WHAT IS ASKED: Count the lines in the records below that contain the word "holding", treating uppercase and lowercase as different, and reply with the number alone.

DATASET RECORDS:
.....

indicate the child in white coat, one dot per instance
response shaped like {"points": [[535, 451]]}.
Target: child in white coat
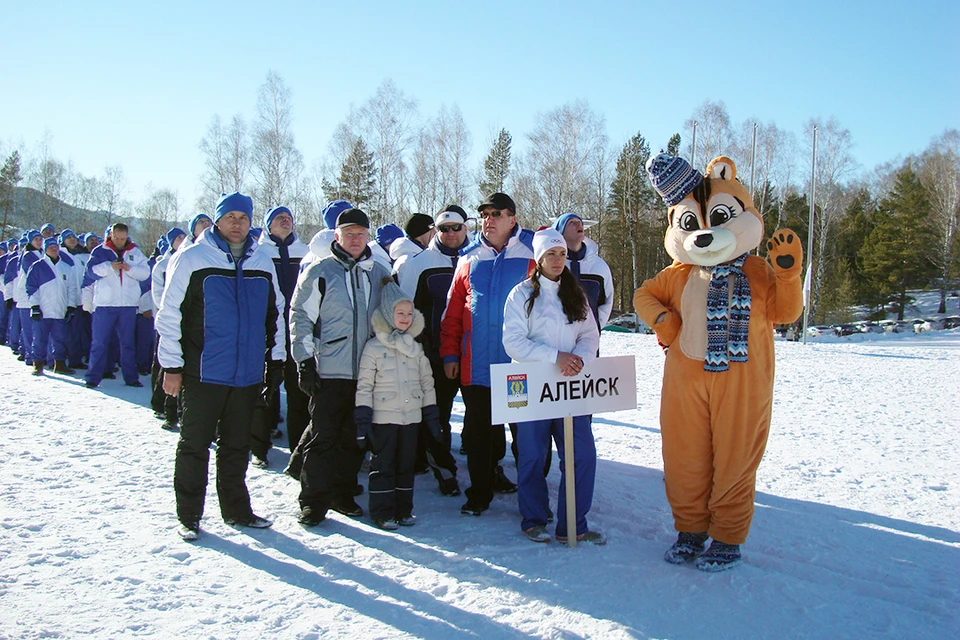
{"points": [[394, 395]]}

.....

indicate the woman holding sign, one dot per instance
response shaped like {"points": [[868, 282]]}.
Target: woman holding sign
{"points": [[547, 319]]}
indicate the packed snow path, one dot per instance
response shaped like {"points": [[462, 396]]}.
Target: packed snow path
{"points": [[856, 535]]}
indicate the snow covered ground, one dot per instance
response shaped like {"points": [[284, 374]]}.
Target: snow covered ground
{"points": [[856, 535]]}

.....

CORRECT ANSWER: 2